GIVEN RECORDS:
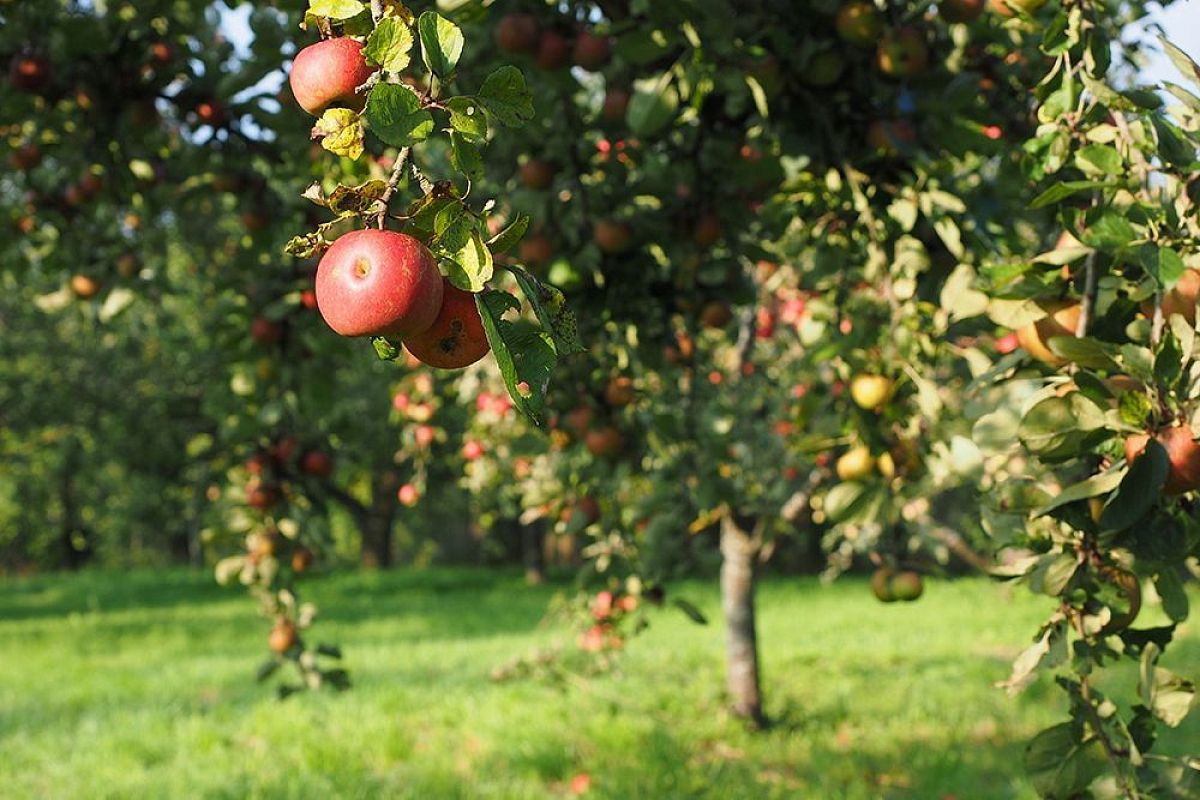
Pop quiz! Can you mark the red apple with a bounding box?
[317,230,443,339]
[1124,423,1200,494]
[496,13,538,53]
[574,30,612,72]
[8,55,50,91]
[876,28,929,78]
[289,36,377,116]
[404,281,492,369]
[534,30,571,70]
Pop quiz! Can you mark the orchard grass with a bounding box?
[0,569,1200,800]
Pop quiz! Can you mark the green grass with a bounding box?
[0,570,1200,800]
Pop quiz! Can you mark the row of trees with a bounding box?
[0,0,1200,796]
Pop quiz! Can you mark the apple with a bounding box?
[834,445,875,481]
[1016,300,1080,367]
[404,281,492,369]
[300,450,334,477]
[592,219,634,255]
[572,30,612,72]
[871,566,896,603]
[834,0,883,47]
[988,0,1046,17]
[534,30,571,70]
[876,28,929,78]
[691,211,721,247]
[1124,423,1200,494]
[396,483,421,509]
[518,158,556,190]
[600,86,629,122]
[892,570,925,603]
[517,234,554,266]
[266,619,298,655]
[583,425,625,458]
[496,13,538,53]
[71,275,100,300]
[937,0,985,23]
[288,36,378,116]
[196,100,228,127]
[850,374,895,411]
[802,50,846,88]
[700,300,733,330]
[250,317,283,344]
[604,375,634,408]
[292,545,317,572]
[317,230,445,340]
[8,55,50,92]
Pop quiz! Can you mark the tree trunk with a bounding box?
[721,515,766,727]
[521,519,546,587]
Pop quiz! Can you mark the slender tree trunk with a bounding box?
[721,515,767,727]
[521,519,546,587]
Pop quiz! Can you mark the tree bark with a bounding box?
[721,515,767,727]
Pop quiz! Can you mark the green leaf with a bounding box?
[362,17,414,72]
[475,290,558,426]
[479,66,533,127]
[313,108,362,161]
[1033,469,1126,517]
[450,131,484,179]
[438,227,492,293]
[487,213,529,255]
[1139,568,1188,622]
[308,0,367,19]
[416,11,463,80]
[1025,722,1105,799]
[509,266,584,356]
[1158,36,1200,86]
[1075,144,1124,175]
[1100,439,1168,530]
[445,97,487,142]
[625,72,679,136]
[1030,181,1114,209]
[366,83,433,148]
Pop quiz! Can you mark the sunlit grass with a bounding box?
[0,570,1200,799]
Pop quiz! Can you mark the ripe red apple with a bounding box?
[876,28,929,78]
[71,275,100,300]
[691,211,721,247]
[700,300,733,330]
[583,425,625,458]
[1124,423,1200,494]
[300,450,334,477]
[574,30,612,72]
[196,100,228,127]
[266,619,298,655]
[534,30,571,70]
[317,230,444,339]
[592,219,634,255]
[250,317,283,344]
[834,0,883,47]
[600,86,629,122]
[496,13,538,53]
[288,36,378,116]
[404,281,492,369]
[517,234,554,266]
[8,55,50,92]
[937,0,984,23]
[396,483,421,509]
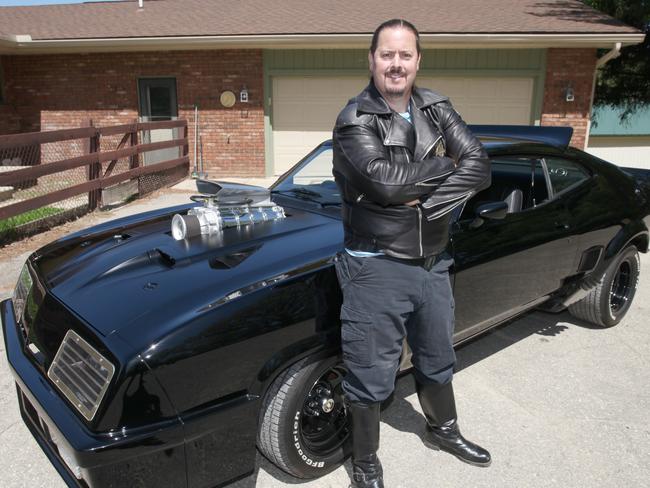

DO THIS: Please give the material from its start through the line holding "[0,0,1200,796]", inclusive, as a two-column CSV with the columns input and output. Make one row for each line of text and the boxes under it, quote every field with line breaks turned into spaces, and leave the pictures out.

RESULT BELOW:
input,output
"Pop quiz! Can you mark the red apple with a bounding box?","[317,230,443,339] [1124,423,1200,494] [496,13,538,53] [574,30,612,72] [8,55,50,91] [876,28,929,78] [289,36,377,116] [404,281,492,369] [534,30,571,70]"
"Pop quiz! Can you mark the orchard grass with a bounding box?","[0,569,1200,800]"
"Pop quiz! Can you mark the green grass with a bounding box?","[0,570,1200,800]"
"Pop quiz! Can you mark the row of trees with a bounding box?","[0,0,1200,796]"